▶ [WHAT IS NEEDED] Restate word for word every entry that appears below, skipping its pictures.

▶ [DATA FOR THIS TASK]
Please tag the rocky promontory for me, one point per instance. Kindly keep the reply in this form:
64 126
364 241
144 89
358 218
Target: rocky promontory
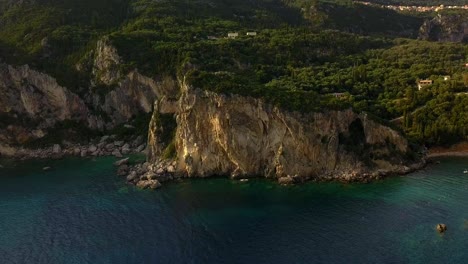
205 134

▶ [EXPECTED ANSWER]
Please tag the rocky promontory for me, one point per instance. Kindly keep the reply in this form:
64 126
364 241
144 89
358 218
Target: rocky promontory
205 134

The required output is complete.